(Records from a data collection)
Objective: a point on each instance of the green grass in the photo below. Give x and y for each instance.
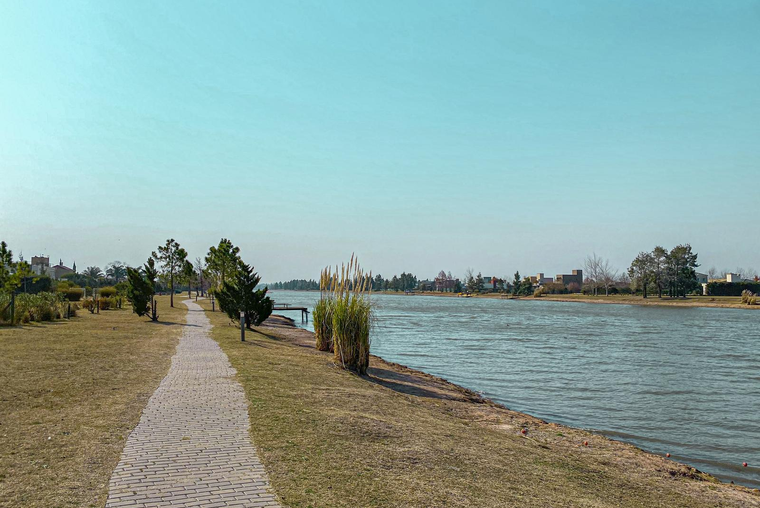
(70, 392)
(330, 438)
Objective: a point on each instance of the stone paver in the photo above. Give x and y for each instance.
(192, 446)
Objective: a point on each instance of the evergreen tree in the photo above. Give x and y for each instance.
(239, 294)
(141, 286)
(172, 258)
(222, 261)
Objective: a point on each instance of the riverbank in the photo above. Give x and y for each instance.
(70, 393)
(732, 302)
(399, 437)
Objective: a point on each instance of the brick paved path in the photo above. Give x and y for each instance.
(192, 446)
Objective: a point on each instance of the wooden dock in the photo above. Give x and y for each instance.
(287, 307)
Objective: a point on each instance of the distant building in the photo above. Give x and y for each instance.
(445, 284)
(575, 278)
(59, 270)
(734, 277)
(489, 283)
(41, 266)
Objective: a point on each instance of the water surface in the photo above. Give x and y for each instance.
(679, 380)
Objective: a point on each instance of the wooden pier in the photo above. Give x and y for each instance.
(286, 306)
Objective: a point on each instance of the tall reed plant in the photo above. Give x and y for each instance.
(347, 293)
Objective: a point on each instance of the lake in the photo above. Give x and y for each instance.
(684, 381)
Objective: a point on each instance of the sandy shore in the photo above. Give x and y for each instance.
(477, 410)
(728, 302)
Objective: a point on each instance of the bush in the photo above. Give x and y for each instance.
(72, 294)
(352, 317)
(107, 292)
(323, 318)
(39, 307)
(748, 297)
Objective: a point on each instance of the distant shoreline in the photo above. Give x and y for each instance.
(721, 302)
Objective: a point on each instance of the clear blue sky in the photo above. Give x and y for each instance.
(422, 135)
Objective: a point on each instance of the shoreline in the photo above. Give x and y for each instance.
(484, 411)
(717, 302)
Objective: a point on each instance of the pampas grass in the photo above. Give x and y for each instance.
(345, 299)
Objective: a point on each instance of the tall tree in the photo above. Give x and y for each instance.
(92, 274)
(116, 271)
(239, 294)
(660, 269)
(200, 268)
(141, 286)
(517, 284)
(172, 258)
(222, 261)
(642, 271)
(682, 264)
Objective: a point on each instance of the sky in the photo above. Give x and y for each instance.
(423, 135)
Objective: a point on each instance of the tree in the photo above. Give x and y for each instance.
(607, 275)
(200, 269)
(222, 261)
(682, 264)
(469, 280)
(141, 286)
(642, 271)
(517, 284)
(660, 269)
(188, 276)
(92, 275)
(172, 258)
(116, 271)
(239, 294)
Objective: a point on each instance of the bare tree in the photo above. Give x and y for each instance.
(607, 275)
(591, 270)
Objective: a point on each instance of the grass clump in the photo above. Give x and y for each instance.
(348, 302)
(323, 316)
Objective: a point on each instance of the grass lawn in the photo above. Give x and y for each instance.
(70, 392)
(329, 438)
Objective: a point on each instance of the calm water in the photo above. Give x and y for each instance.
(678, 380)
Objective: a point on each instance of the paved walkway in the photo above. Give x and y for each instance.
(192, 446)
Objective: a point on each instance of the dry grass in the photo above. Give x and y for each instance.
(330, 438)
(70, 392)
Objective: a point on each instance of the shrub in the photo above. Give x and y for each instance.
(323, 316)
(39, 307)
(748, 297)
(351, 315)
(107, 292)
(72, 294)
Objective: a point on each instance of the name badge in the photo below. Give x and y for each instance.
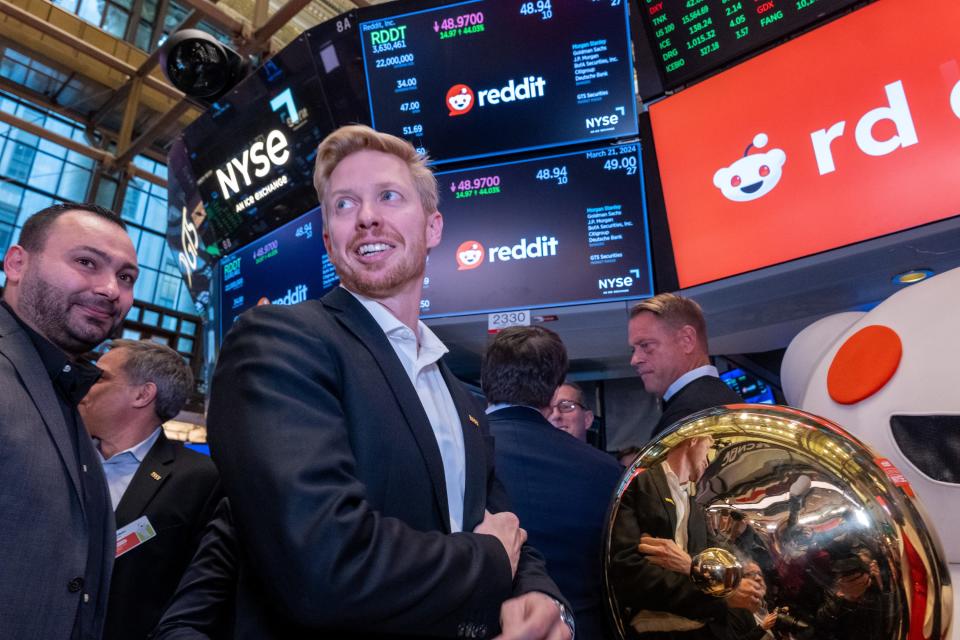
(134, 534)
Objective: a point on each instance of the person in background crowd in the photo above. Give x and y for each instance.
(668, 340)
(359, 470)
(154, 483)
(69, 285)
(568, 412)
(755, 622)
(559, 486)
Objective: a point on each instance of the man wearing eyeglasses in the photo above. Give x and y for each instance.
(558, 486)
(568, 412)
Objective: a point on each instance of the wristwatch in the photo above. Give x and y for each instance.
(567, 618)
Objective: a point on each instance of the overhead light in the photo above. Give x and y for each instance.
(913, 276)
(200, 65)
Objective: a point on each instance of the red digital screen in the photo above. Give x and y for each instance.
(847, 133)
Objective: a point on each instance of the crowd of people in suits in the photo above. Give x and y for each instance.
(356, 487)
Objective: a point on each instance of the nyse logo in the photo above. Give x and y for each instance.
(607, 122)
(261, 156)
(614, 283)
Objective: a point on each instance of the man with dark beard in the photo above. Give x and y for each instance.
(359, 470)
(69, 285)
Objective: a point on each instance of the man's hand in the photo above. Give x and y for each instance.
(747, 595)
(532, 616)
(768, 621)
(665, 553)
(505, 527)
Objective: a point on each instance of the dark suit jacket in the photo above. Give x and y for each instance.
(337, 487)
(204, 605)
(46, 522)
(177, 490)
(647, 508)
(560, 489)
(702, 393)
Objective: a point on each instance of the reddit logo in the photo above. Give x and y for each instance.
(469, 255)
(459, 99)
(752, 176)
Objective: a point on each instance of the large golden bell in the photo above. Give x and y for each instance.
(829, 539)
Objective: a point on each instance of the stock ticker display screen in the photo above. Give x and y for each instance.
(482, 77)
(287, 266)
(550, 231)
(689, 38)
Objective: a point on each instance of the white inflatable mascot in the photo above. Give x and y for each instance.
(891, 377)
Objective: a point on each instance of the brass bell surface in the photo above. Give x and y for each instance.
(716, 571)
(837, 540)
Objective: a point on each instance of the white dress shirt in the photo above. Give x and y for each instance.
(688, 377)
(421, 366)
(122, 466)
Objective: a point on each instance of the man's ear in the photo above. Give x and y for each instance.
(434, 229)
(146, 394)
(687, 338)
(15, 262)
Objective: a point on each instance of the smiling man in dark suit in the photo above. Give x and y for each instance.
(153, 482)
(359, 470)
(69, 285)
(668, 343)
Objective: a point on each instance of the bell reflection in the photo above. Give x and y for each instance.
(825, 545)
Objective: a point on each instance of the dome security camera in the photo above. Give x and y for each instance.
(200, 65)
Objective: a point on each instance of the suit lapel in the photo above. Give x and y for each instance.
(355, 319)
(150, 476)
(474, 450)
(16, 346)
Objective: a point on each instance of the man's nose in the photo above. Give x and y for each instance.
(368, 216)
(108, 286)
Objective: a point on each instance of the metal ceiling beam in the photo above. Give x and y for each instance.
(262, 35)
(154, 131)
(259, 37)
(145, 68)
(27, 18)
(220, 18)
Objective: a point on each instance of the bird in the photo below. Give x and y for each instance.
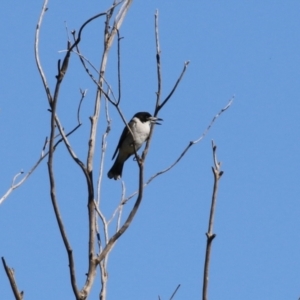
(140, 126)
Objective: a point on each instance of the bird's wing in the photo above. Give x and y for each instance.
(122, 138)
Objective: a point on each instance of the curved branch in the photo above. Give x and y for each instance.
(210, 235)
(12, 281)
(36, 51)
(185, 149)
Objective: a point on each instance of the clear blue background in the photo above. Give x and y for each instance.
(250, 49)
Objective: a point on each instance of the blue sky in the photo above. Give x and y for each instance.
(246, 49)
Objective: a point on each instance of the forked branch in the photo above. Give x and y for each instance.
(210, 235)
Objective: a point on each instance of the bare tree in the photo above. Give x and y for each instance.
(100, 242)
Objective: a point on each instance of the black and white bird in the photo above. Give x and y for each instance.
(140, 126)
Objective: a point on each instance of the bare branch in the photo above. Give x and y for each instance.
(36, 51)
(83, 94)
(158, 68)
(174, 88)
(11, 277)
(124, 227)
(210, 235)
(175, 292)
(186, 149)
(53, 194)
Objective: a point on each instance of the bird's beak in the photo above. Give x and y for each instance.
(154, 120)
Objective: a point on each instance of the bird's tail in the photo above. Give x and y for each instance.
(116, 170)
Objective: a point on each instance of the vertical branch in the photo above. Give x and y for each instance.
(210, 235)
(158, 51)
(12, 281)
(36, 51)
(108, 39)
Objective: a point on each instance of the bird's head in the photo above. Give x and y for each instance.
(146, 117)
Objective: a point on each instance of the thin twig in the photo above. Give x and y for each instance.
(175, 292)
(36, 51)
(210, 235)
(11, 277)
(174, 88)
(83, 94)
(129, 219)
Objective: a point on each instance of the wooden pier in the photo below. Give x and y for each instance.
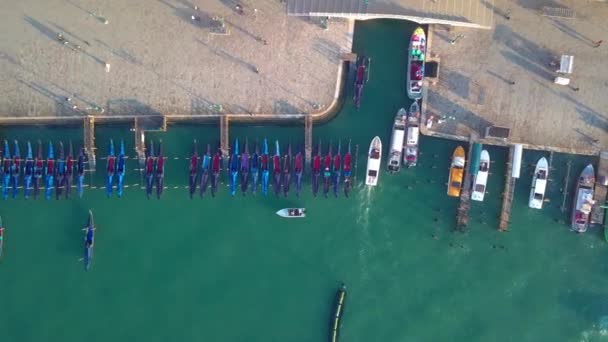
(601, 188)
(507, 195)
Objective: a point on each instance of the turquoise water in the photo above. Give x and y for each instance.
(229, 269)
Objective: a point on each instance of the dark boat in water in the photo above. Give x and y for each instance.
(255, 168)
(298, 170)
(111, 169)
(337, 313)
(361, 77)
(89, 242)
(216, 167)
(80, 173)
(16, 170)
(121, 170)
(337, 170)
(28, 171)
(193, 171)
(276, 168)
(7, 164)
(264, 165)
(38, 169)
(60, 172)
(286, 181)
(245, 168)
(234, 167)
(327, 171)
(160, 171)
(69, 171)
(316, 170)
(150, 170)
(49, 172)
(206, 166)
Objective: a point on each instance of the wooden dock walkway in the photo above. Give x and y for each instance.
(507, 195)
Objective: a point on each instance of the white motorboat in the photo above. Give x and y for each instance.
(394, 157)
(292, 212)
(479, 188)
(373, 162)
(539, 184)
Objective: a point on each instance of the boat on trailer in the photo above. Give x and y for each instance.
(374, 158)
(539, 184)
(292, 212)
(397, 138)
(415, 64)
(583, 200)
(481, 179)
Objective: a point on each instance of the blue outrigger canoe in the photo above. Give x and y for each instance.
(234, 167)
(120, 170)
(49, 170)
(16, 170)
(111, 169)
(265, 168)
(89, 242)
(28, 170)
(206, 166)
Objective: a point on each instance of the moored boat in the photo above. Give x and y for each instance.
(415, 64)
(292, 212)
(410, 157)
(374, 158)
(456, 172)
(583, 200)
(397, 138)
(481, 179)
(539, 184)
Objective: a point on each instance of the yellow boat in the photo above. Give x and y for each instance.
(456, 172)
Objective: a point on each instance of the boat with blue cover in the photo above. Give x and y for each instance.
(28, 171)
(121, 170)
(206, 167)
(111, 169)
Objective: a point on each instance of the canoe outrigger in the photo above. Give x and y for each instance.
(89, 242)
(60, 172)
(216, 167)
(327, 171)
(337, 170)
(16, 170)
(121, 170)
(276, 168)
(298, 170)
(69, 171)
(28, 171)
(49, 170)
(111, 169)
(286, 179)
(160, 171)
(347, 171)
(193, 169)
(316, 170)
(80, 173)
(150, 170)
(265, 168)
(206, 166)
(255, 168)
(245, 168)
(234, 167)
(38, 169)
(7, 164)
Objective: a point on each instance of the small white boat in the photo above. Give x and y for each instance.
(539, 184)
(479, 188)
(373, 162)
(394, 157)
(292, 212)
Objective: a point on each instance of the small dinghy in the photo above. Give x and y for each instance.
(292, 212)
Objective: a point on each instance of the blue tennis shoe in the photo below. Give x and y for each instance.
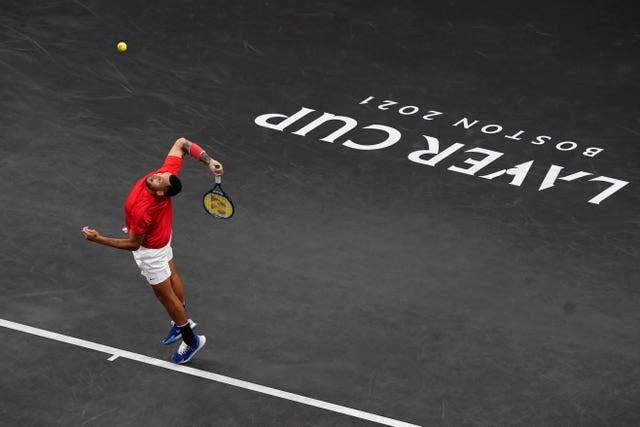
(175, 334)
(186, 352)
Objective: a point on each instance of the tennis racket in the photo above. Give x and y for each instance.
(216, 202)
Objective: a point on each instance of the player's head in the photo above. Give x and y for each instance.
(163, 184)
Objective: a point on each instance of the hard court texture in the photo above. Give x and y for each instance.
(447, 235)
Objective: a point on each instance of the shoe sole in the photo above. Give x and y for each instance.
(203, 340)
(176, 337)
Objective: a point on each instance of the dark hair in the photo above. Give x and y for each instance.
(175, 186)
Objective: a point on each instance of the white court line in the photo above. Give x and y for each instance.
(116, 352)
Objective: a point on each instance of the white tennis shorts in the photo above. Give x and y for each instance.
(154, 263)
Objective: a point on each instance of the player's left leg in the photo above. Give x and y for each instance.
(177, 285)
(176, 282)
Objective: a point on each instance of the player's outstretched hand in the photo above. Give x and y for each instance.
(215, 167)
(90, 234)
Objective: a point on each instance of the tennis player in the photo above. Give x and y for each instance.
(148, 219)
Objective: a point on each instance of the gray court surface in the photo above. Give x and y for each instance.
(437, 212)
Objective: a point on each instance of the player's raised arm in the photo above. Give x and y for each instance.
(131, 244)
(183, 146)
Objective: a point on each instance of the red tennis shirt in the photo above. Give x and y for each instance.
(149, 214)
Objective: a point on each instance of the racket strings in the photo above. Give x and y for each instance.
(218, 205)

Exercise: Your task is to reproduce exactly the lines that begin with the one containing "Objective: a point on each instance of the red tennis" and continue to the end of the data, both ends included.

Result of this exercise:
Objective: a point on each instance of the red tennis shirt in the photo above. Give x and y for each instance.
(149, 214)
Objective: a point on each instance of the racket strings in the photo above. Give x and y for each instance.
(218, 205)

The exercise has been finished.